What the task requires |
Reproduce each line exactly.

Dataset rows |
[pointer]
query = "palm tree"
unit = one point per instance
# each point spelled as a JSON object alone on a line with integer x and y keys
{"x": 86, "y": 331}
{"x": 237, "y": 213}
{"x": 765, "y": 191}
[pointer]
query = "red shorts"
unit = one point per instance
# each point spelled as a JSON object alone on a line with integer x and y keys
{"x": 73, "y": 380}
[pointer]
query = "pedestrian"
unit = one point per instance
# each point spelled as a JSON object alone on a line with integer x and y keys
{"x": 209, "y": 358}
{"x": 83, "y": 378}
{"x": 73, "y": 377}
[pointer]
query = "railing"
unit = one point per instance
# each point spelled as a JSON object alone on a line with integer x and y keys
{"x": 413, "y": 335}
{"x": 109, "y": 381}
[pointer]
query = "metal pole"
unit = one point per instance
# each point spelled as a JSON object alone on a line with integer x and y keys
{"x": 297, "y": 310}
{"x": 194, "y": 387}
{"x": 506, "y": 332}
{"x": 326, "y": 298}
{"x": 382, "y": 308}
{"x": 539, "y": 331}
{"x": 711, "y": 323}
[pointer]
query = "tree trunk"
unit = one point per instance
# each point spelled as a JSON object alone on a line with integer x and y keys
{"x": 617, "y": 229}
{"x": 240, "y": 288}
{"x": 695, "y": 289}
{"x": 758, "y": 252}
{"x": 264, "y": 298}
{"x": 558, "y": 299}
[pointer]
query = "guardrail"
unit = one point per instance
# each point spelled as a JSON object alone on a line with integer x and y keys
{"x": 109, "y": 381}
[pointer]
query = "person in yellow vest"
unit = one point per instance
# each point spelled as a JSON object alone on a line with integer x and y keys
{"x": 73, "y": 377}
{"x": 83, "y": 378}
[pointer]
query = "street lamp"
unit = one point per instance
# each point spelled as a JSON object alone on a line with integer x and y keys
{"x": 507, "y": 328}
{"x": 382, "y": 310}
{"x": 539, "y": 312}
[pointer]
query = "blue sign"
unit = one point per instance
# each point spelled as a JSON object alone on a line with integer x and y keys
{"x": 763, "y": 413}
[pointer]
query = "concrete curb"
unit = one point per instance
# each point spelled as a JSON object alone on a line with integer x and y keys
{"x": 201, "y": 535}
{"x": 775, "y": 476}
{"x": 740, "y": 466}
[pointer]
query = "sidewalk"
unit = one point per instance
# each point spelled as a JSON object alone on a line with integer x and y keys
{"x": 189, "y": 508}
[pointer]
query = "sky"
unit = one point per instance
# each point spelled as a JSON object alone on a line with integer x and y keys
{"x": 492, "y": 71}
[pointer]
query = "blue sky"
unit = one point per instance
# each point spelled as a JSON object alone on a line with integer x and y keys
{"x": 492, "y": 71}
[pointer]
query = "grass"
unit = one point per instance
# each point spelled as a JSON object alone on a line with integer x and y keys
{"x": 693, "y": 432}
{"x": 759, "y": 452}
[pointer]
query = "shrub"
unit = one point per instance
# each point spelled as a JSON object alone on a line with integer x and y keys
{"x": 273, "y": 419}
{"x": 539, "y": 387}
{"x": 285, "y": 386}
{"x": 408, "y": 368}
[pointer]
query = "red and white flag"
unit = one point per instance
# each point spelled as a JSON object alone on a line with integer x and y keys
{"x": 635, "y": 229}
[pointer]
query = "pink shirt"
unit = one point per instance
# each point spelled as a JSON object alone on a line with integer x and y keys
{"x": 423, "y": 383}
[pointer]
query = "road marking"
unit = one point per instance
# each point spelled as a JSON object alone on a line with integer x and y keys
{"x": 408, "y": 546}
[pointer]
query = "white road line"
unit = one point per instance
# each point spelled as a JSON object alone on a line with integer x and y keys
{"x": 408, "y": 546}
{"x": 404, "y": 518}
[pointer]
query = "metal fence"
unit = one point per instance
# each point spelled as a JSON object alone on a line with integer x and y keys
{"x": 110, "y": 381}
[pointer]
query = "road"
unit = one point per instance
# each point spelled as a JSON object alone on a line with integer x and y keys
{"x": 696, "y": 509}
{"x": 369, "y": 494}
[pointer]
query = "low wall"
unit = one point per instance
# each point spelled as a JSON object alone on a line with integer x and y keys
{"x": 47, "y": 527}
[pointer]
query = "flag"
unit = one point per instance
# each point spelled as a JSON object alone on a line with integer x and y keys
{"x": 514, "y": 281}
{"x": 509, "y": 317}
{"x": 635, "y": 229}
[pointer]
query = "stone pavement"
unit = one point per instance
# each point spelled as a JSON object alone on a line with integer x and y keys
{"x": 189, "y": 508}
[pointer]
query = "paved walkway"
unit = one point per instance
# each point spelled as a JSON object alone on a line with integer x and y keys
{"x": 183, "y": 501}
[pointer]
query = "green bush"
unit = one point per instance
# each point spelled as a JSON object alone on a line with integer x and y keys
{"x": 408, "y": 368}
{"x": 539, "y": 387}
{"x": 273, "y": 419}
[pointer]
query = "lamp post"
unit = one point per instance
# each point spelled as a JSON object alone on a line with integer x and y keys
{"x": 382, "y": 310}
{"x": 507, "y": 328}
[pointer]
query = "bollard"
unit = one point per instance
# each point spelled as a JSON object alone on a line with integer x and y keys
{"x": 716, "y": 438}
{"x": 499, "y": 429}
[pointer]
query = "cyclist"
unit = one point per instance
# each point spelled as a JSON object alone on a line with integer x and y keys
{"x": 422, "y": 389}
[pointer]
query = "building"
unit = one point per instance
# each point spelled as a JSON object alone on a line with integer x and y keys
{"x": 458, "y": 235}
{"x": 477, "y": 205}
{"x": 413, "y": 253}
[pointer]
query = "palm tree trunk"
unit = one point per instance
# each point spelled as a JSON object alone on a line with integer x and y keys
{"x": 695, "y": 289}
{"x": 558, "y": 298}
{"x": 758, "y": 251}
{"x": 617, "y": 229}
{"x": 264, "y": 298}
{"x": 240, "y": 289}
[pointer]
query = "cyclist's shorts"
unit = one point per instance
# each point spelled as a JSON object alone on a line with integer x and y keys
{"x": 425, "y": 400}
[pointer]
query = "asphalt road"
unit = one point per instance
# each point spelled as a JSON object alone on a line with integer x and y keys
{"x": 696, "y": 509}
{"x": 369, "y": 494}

Answer to this exercise |
[pointer]
query = "palm tree"
unit = one point per instance
# each point spelled as a JSON object alone on a line with integer x and y keys
{"x": 86, "y": 331}
{"x": 237, "y": 213}
{"x": 765, "y": 191}
[pointer]
query = "red shorts"
unit = one point per instance
# each point spelled as a JSON object alone on a line with integer x and y keys
{"x": 73, "y": 380}
[pointer]
query = "pedestrian"
unit = one point per instance
# each point spelled as a JSON object alone on a line with integer x and y keys
{"x": 209, "y": 358}
{"x": 83, "y": 378}
{"x": 73, "y": 377}
[pointer]
query = "railing"
unit = one point per instance
# each point spelled as a JSON object alone on a line with integer x and y keys
{"x": 413, "y": 335}
{"x": 109, "y": 381}
[pointer]
query = "metal pole"
unit = one point per instance
# each point spelled as a JSON object alone on a line with integer x and y keys
{"x": 297, "y": 310}
{"x": 194, "y": 387}
{"x": 506, "y": 332}
{"x": 326, "y": 298}
{"x": 382, "y": 308}
{"x": 539, "y": 331}
{"x": 711, "y": 323}
[pointer]
query = "tree trunk"
unit = one point per instance
# each point spelled as a JSON object alone on a line with integer x and y keys
{"x": 617, "y": 229}
{"x": 240, "y": 288}
{"x": 695, "y": 289}
{"x": 758, "y": 252}
{"x": 264, "y": 298}
{"x": 558, "y": 299}
[pointer]
query = "guardrail"
unit = one point per instance
# each point spelled as a JSON object alone on a line with integer x and y keys
{"x": 109, "y": 381}
[pointer]
query = "person in yellow vest"
unit = one point per instance
# each point spelled as a JSON object alone on a line with integer x and y keys
{"x": 73, "y": 377}
{"x": 83, "y": 378}
[pointer]
query = "street lamp"
unit = one point per instance
# each point spelled as a JSON object alone on a line with integer x and y keys
{"x": 507, "y": 328}
{"x": 382, "y": 310}
{"x": 539, "y": 312}
[pointer]
query = "blue sign"
unit = one point per instance
# each point spelled as a JSON object alone on a line with integer x and y keys
{"x": 763, "y": 413}
[pointer]
query = "concrete curb"
unit = one point per instance
# each point spelled as a JSON object alone on a line with integer x and y keys
{"x": 201, "y": 535}
{"x": 775, "y": 476}
{"x": 740, "y": 466}
[pointer]
query = "sidewalk"
unit = one point per instance
# each point spelled as a JSON object alone on a line with integer x and y keys
{"x": 189, "y": 508}
[pointer]
query = "sky"
unit = one point per instance
# each point spelled as a JSON object alone on a line with integer x and y keys
{"x": 492, "y": 71}
[pointer]
query = "blue sky"
unit = one point per instance
# each point spelled as a JSON object alone on a line with integer x and y keys
{"x": 492, "y": 71}
[pointer]
query = "grass"
unit = one point per instance
# each point spelled as a JSON object alone on a line with integer x and y keys
{"x": 693, "y": 432}
{"x": 759, "y": 452}
[pointer]
query = "shrub"
unit = one point per instance
# each point spelled as a JSON object alone on a line with integer x and y keys
{"x": 273, "y": 419}
{"x": 539, "y": 387}
{"x": 285, "y": 386}
{"x": 408, "y": 368}
[pointer]
query = "red and white flag"
unit = one point per instance
# each point spelled as a JSON object alone on a line with integer x and y keys
{"x": 635, "y": 229}
[pointer]
query = "pink shirt"
unit = one point per instance
# each point spelled as a JSON object alone on a line with integer x and y keys
{"x": 423, "y": 383}
[pointer]
query = "road marking"
unit = one point per instance
# each point spelled as a JSON object alone on a line with integer x and y keys
{"x": 408, "y": 546}
[pointer]
query = "white road line"
unit = one point per instance
# each point spelled as a JSON object alone on a line with integer x and y keys
{"x": 408, "y": 546}
{"x": 404, "y": 518}
[pointer]
query = "metal fence"
unit = one point per instance
# each point spelled as a JSON object alone on a line with integer x and y keys
{"x": 110, "y": 381}
[pointer]
query = "road"
unit = one point per instance
# each point spelled as a JSON object alone on a line with integer x and y keys
{"x": 696, "y": 509}
{"x": 369, "y": 494}
[pointer]
query = "low wall"
unit = one point per instance
# each point spelled as a JSON object alone on a line with integer x and y keys
{"x": 47, "y": 527}
[pointer]
query = "flag"
unit = one point per instance
# each point spelled as a JSON object alone on a line with integer x and y keys
{"x": 514, "y": 281}
{"x": 509, "y": 317}
{"x": 635, "y": 229}
[pointer]
query = "stone pavement"
unit = one point per instance
# each point spelled as a JSON object alone on a line with integer x and y keys
{"x": 189, "y": 508}
[pointer]
query = "paved walkway"
unit = one point per instance
# each point spelled as a JSON object alone on a line with integer x and y keys
{"x": 183, "y": 501}
[pointer]
query = "green bush"
unit = one point per instance
# each point spelled as a JSON object alone on a line with integer x and y keys
{"x": 408, "y": 368}
{"x": 539, "y": 387}
{"x": 273, "y": 419}
[pointer]
query = "lamp post"
unit = one point per instance
# each point spelled as a JSON object alone on a line with integer x and y keys
{"x": 382, "y": 310}
{"x": 507, "y": 328}
[pointer]
query = "bollard"
unit = one point per instance
# each point spelled as a JSON object alone on a line with integer x and y keys
{"x": 716, "y": 438}
{"x": 499, "y": 429}
[pointer]
query = "cyclist"
unit = one point per instance
# each point spelled as a JSON object alone on a line with integer x and y keys
{"x": 422, "y": 389}
[pointer]
query = "building"
unit = one point per instance
# each point spelled as a JSON object alone on a line with integer x and y keys
{"x": 458, "y": 235}
{"x": 477, "y": 205}
{"x": 413, "y": 253}
[pointer]
query = "palm tree trunk"
unit = one point per instance
# each point spelled as a JSON object alone on a line with integer x and y keys
{"x": 695, "y": 289}
{"x": 558, "y": 298}
{"x": 758, "y": 251}
{"x": 617, "y": 229}
{"x": 264, "y": 298}
{"x": 240, "y": 289}
[pointer]
query = "cyclist's shorts"
unit = one point per instance
# each point spelled as a JSON object alone on a line with integer x and y keys
{"x": 425, "y": 400}
[pointer]
query = "asphalt road"
unit = one point per instance
# each point spelled as a JSON object alone on a line with integer x and y keys
{"x": 696, "y": 509}
{"x": 369, "y": 494}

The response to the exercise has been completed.